◆ **Set problem**
Please pick out every line in the material below that contains the word "plate" and copy each one in full.

___ Material

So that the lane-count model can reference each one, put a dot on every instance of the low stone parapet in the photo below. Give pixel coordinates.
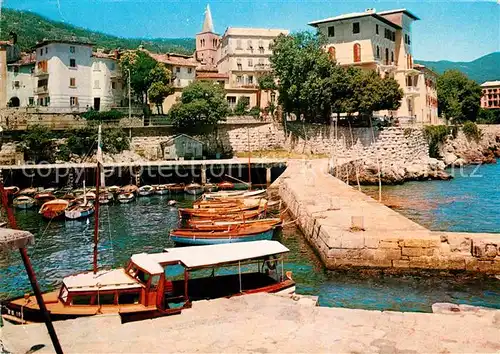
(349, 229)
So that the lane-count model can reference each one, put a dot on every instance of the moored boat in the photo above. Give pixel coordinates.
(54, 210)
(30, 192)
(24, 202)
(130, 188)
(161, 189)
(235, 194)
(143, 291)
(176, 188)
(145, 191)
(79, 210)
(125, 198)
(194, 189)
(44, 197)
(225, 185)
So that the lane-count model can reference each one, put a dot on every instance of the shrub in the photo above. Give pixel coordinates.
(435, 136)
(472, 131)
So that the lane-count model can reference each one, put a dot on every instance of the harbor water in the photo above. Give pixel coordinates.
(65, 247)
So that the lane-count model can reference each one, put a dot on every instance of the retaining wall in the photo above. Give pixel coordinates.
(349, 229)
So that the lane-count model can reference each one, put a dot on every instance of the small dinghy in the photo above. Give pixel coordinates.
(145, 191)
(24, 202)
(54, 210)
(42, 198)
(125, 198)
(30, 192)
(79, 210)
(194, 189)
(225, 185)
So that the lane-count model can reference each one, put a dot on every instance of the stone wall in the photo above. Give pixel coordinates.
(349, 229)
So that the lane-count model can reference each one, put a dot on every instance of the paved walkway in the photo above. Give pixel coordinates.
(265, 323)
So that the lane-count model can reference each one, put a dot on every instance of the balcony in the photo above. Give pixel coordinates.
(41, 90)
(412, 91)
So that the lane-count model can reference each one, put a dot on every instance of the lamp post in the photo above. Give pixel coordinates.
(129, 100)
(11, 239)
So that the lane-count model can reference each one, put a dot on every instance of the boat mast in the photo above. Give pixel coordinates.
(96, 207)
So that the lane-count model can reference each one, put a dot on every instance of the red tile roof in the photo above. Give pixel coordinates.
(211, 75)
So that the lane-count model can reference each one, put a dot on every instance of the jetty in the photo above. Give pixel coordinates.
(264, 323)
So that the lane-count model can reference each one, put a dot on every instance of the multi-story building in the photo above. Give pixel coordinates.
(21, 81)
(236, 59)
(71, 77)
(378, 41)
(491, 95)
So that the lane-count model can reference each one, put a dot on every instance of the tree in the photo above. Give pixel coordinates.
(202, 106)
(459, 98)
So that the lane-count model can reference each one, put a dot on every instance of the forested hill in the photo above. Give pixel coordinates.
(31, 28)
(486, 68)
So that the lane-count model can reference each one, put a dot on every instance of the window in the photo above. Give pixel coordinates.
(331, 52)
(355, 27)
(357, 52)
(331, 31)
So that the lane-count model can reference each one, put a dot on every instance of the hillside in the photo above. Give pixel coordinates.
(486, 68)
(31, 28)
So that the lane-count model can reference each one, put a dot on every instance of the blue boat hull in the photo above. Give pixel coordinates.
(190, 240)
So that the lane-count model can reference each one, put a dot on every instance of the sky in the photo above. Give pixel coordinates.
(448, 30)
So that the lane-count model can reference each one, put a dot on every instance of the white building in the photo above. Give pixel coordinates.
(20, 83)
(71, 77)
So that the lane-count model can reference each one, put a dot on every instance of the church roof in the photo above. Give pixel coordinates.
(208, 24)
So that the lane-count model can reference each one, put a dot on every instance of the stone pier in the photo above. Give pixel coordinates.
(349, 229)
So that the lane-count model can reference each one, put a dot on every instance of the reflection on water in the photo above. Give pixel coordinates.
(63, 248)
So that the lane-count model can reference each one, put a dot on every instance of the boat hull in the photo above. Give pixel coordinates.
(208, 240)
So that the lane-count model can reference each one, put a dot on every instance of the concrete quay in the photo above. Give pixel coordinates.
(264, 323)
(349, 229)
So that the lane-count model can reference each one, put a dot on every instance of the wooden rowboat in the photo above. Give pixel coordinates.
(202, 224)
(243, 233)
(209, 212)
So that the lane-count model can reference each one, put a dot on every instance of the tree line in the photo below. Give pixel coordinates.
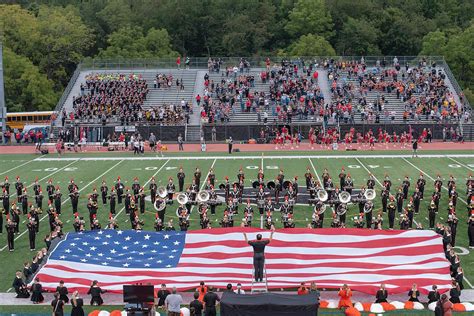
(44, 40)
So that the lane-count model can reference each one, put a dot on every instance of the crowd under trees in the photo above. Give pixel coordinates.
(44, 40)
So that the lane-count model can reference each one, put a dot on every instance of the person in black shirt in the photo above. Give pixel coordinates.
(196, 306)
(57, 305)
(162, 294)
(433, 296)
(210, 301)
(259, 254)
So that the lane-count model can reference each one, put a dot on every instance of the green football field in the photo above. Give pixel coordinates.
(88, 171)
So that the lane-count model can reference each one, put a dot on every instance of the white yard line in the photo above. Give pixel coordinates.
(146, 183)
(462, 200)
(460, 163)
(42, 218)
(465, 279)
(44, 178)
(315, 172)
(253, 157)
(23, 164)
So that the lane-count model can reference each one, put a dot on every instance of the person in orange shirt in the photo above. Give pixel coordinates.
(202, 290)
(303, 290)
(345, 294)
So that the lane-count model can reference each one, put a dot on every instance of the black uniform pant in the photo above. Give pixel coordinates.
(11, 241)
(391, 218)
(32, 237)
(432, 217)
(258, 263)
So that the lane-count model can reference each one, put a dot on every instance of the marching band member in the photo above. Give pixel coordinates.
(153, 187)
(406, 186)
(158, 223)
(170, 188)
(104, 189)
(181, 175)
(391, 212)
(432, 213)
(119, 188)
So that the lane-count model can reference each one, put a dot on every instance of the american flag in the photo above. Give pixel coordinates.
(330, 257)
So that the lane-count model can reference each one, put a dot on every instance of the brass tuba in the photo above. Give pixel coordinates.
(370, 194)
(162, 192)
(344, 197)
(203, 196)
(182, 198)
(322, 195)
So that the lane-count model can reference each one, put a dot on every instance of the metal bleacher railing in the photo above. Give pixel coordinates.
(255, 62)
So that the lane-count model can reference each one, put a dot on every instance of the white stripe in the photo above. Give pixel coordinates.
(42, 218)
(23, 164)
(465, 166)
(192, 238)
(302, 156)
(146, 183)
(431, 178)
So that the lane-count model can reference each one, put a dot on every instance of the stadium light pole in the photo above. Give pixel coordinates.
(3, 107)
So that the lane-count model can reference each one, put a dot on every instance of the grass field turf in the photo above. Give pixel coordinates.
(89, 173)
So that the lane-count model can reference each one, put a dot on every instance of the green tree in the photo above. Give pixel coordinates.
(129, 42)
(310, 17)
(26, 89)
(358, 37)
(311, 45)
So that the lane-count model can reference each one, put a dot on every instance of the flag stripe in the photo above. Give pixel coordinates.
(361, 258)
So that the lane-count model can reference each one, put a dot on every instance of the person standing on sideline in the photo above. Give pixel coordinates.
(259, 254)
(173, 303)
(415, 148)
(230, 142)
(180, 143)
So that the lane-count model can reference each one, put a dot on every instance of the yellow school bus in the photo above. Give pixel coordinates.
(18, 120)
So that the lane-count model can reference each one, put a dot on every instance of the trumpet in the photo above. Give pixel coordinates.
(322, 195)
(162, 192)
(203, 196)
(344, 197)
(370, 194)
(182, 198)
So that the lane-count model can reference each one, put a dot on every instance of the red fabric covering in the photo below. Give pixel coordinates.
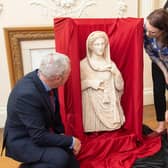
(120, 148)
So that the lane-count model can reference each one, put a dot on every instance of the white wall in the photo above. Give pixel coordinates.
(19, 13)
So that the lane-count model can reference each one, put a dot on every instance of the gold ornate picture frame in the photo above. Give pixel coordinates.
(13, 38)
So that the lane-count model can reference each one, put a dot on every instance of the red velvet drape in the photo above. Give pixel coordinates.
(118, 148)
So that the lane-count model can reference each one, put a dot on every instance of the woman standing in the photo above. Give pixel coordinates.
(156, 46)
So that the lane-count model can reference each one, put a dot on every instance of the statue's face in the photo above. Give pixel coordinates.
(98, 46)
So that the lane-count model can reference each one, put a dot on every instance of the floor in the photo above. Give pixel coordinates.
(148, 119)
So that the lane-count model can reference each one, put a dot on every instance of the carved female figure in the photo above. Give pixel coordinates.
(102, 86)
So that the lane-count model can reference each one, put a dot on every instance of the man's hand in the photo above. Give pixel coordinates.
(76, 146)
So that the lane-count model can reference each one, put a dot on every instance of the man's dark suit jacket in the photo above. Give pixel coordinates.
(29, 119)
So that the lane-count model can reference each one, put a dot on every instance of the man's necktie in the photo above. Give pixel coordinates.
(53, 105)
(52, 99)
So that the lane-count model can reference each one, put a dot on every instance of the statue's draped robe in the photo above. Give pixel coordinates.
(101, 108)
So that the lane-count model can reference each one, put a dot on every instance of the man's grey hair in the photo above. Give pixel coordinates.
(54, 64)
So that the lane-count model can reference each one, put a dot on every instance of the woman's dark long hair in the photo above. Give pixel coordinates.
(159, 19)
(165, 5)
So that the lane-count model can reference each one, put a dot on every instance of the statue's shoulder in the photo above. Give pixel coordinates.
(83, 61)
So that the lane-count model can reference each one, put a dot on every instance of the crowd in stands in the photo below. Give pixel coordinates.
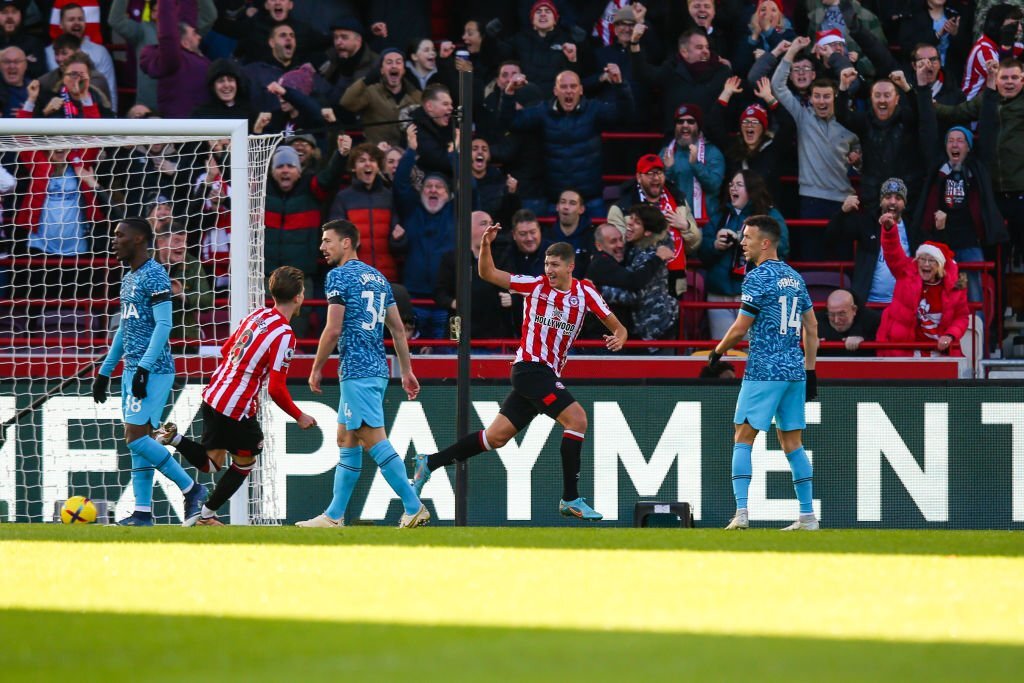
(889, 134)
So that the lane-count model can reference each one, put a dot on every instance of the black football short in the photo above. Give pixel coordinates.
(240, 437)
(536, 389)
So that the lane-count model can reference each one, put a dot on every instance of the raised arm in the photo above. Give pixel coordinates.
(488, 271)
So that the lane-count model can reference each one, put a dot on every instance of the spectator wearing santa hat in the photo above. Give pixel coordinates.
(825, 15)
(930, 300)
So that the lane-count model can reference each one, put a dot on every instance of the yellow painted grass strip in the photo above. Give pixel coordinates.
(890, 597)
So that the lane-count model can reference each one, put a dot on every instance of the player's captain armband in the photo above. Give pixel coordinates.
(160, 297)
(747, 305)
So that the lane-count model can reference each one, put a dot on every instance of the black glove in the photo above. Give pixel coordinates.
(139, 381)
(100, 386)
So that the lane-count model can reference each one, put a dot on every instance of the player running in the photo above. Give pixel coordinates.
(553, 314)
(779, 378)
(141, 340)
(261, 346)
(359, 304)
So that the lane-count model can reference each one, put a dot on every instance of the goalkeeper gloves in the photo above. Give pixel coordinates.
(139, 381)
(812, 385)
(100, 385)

______
___ Material

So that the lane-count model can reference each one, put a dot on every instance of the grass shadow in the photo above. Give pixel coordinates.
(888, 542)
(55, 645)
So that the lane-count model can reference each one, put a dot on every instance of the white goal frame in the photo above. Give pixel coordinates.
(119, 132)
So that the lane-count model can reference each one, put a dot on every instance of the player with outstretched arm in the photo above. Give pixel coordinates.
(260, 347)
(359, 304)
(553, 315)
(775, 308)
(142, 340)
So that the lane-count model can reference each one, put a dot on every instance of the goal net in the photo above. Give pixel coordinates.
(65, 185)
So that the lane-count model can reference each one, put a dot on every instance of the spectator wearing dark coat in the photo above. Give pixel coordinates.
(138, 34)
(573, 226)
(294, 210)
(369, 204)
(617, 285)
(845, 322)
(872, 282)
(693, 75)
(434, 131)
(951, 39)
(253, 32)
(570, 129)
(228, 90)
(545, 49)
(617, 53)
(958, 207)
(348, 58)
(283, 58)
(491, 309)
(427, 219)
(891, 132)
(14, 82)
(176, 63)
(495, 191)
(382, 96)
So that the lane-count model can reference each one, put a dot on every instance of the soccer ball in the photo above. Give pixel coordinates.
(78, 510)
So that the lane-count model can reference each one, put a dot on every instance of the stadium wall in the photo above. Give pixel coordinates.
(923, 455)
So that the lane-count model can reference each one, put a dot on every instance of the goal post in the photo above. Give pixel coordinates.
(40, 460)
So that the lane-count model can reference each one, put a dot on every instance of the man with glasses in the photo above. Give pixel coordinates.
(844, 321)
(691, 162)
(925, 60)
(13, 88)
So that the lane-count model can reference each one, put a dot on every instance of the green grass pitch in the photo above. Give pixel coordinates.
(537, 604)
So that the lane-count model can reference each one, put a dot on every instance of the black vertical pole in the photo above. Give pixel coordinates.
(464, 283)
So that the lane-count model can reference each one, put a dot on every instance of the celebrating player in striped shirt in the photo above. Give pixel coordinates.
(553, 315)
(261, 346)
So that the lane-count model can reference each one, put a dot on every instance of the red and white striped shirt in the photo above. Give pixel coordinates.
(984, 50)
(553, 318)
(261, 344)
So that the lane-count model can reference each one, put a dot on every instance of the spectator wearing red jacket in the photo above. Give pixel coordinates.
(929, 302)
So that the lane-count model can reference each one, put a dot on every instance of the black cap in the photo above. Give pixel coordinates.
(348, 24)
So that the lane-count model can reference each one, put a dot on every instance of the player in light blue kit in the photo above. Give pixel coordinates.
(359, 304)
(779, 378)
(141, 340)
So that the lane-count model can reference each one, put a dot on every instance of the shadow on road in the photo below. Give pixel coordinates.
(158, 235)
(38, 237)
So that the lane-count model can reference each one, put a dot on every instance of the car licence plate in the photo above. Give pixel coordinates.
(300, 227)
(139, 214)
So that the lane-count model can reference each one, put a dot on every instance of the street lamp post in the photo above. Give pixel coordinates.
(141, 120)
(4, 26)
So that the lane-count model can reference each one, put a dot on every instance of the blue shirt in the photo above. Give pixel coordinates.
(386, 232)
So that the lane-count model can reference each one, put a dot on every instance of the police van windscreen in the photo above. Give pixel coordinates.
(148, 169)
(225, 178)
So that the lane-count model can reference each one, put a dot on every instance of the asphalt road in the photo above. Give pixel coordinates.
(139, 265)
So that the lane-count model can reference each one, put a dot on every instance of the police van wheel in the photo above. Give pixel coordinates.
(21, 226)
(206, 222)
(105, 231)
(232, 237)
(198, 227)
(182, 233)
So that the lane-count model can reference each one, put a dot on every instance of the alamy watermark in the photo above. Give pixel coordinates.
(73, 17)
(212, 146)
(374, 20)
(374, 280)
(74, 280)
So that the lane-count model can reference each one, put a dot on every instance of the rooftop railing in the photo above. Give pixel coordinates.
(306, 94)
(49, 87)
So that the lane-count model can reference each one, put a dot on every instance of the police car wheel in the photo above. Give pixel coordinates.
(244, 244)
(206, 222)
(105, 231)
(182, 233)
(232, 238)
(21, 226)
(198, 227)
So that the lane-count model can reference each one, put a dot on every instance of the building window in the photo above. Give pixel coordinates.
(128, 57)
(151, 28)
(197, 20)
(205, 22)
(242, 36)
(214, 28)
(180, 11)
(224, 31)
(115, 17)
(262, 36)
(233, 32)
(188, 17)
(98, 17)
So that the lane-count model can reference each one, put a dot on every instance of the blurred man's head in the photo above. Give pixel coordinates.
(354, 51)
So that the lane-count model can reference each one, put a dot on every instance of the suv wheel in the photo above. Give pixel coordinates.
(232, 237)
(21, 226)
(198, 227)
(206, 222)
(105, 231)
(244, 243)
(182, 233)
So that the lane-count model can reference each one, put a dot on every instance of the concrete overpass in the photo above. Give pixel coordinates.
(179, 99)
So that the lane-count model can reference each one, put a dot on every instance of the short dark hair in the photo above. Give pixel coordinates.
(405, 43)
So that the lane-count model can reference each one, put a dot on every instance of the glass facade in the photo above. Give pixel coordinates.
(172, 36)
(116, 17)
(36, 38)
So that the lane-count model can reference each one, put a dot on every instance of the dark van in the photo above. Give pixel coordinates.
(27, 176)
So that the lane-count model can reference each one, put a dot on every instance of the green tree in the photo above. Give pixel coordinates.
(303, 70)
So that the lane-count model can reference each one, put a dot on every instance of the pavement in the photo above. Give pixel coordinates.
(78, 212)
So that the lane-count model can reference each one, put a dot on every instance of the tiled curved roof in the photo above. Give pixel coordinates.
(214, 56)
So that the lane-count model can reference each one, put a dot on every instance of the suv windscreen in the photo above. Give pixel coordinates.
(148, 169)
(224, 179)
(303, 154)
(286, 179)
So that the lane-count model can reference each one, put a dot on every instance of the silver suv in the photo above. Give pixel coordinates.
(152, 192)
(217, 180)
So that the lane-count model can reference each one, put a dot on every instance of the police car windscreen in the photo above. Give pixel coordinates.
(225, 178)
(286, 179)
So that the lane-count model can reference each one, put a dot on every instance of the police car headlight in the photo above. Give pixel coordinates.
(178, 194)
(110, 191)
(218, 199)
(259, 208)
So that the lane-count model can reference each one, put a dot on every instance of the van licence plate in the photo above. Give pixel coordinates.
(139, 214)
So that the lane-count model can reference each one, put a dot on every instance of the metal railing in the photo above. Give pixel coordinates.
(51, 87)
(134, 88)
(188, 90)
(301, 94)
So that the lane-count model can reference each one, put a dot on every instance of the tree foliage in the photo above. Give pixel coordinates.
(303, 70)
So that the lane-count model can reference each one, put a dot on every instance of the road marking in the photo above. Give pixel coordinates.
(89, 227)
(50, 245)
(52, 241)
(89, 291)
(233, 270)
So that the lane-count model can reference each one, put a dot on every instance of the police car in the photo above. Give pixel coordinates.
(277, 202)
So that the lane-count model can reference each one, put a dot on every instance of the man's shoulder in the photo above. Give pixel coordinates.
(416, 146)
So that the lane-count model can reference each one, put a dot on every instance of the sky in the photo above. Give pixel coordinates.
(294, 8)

______

◆ **Solution to the exercise**
So that the lane-count model can reference each one, put a dot on every instance of the car licence plate in the photo above. Give pixel coordinates.
So that the lane-count model can reference each one, put a dot on every instance of the van licence plate in the photo above. Give pixel coordinates.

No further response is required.